(Segmentation dataset excerpts)
§

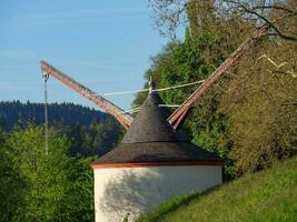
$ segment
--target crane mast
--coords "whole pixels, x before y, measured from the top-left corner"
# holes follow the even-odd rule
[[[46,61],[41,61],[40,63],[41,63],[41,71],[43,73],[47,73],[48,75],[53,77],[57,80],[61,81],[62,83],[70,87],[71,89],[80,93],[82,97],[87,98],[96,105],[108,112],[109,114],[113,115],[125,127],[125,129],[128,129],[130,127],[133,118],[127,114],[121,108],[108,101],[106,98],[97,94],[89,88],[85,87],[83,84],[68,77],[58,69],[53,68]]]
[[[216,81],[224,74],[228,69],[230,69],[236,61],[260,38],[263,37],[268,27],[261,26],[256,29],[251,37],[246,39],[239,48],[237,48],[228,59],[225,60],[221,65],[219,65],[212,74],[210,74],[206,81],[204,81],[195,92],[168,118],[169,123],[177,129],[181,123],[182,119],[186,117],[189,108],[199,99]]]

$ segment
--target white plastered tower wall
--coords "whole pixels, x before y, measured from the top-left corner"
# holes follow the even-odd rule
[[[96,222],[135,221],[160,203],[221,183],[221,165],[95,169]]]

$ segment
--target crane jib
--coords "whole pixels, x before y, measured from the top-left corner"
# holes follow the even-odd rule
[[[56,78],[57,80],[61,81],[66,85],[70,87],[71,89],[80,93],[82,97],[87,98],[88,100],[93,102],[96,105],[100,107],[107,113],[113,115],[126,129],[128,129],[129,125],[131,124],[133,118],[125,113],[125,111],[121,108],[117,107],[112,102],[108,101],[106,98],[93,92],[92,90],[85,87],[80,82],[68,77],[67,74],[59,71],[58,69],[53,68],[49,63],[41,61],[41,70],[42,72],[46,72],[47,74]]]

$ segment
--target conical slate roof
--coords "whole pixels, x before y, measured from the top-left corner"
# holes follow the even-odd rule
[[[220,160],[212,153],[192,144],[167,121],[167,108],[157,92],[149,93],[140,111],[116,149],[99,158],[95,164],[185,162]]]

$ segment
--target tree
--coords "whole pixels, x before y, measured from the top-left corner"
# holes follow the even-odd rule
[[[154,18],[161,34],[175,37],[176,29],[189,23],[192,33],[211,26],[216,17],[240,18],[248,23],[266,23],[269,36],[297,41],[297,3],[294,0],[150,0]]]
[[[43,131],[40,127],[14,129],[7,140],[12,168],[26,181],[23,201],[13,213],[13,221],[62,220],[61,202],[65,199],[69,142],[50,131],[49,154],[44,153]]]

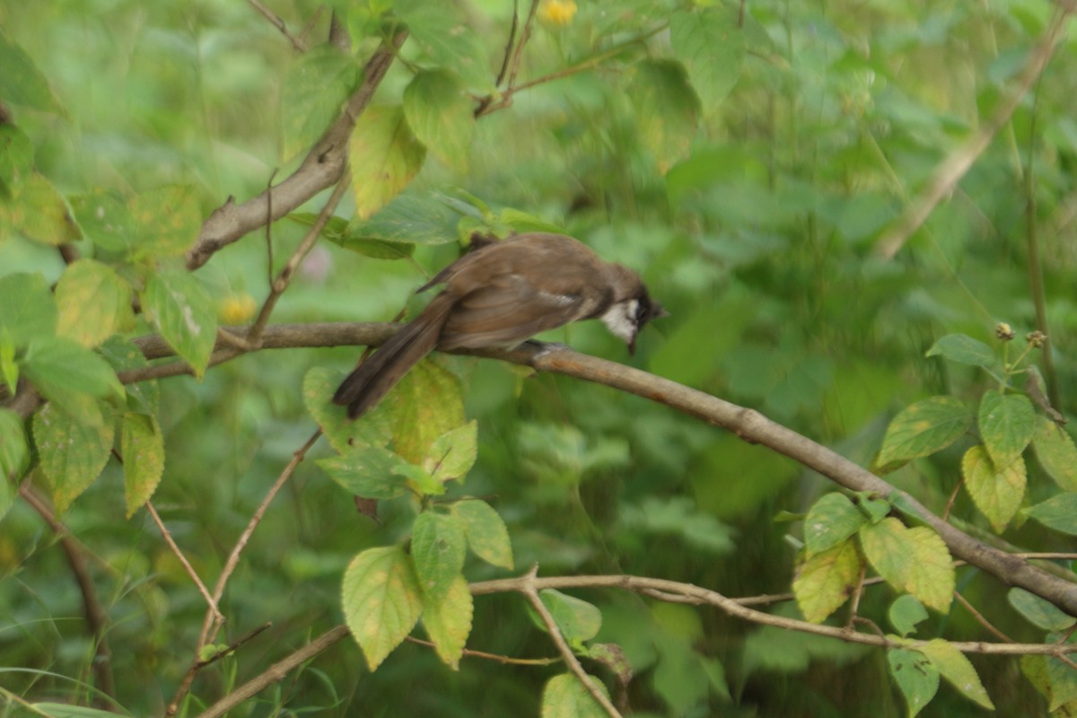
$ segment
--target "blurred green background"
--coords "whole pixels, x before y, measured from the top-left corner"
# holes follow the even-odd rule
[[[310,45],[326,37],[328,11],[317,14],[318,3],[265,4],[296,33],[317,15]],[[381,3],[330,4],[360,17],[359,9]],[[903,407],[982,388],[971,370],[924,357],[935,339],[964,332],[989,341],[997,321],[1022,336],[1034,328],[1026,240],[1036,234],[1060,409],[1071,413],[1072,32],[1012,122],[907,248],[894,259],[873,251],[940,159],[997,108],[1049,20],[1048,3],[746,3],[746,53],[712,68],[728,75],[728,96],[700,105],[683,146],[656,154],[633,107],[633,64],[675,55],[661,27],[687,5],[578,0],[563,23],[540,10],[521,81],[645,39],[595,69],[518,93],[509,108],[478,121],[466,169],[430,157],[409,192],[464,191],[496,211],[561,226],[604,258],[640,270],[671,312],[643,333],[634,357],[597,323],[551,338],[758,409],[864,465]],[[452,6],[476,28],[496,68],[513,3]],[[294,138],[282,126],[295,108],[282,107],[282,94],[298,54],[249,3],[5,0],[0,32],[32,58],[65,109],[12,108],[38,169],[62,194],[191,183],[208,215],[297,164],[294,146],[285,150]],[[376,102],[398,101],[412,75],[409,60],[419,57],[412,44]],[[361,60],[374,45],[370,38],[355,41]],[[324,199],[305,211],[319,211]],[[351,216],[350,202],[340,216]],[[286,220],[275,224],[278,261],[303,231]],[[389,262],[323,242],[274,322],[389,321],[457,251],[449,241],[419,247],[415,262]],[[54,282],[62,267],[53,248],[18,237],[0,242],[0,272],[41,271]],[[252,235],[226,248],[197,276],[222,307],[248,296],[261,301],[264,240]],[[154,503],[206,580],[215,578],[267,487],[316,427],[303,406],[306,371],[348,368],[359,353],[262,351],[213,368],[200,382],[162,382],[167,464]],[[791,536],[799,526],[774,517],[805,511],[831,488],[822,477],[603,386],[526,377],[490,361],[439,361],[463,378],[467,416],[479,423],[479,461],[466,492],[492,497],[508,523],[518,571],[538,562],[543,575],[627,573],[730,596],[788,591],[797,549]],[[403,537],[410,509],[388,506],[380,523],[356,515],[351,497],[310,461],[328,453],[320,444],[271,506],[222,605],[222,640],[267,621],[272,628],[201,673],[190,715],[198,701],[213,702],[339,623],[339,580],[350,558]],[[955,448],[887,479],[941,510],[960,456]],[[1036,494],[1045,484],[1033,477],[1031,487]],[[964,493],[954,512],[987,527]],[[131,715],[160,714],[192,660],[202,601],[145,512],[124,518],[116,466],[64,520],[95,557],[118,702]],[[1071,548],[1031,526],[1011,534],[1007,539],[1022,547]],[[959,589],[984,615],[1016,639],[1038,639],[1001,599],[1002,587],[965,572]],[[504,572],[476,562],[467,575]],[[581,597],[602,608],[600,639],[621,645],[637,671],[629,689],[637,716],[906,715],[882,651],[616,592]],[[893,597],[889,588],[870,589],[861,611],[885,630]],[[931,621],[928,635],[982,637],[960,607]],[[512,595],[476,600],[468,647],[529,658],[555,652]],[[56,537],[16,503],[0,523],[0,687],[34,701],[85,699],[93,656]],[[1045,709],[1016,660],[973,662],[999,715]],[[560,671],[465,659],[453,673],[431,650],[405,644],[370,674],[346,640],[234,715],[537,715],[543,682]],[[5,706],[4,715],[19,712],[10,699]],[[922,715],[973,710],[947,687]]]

§

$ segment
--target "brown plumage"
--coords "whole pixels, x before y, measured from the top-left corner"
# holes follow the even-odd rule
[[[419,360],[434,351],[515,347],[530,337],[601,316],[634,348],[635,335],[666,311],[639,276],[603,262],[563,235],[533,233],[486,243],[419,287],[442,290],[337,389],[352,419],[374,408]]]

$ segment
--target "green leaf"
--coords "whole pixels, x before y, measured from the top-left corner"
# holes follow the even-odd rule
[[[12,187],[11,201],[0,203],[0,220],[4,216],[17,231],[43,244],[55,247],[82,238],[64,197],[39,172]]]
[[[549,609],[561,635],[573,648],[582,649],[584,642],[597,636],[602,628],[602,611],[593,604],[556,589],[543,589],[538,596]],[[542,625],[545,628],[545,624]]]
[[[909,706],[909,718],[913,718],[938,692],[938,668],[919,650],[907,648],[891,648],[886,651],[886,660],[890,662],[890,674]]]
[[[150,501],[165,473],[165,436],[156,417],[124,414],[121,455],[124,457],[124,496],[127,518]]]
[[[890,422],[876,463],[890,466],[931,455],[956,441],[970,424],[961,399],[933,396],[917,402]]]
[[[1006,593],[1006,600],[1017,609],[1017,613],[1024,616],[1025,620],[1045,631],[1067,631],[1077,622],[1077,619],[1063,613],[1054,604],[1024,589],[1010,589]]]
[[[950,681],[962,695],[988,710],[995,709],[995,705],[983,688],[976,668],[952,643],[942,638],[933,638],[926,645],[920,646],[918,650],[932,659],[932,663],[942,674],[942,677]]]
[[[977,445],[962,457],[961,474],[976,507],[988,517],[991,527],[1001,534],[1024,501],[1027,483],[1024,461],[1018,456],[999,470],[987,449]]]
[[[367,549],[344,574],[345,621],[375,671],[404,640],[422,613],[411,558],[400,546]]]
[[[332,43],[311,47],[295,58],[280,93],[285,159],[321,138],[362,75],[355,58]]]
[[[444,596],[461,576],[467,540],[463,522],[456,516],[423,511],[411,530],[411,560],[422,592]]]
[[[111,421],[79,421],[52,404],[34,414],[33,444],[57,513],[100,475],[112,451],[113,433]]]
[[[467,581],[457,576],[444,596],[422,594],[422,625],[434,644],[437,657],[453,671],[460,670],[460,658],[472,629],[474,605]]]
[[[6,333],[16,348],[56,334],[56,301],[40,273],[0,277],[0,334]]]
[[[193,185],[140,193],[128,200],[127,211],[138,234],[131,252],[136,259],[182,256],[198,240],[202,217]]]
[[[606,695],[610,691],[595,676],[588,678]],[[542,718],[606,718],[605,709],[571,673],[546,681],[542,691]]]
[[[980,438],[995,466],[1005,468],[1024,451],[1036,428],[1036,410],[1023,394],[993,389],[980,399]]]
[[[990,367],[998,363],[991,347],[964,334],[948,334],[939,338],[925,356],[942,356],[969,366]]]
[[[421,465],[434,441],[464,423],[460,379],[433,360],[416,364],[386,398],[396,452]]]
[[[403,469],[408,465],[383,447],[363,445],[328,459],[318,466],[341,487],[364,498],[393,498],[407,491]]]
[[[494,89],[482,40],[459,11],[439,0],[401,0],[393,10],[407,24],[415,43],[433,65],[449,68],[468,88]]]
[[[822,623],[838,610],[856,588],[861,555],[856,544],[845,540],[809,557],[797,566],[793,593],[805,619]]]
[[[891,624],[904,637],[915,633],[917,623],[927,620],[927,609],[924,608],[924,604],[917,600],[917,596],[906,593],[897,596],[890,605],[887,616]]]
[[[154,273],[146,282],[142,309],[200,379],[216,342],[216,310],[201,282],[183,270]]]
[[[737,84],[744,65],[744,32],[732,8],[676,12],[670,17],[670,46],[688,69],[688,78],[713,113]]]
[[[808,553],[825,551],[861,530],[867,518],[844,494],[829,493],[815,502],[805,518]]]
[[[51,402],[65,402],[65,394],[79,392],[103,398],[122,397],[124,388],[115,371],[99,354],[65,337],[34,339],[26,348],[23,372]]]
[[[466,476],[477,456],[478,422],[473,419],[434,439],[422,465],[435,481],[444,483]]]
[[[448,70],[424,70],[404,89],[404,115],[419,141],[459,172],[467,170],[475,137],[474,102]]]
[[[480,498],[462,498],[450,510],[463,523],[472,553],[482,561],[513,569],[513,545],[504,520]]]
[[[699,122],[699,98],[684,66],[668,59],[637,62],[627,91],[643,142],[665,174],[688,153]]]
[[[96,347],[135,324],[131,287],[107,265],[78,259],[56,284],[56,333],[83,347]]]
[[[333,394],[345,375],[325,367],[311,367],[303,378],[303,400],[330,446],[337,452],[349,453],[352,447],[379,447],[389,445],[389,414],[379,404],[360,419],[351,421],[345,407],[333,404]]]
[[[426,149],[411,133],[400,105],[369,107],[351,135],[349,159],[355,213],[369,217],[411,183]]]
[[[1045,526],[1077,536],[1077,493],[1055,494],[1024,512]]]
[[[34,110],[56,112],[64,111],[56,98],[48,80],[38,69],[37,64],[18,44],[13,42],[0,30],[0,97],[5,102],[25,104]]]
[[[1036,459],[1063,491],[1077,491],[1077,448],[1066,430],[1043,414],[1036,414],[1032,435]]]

§

_EXERCISE TASK:_ Please report each line of the rows above that contains the string "target". Case matters.

_EXPECTED ANSWER:_
--target crane mast
--target white plastered tower wall
--target crane jib
--target conical slate roof
--target tree
--target "blurred green background"
--target "brown plumage"
--target "green leaf"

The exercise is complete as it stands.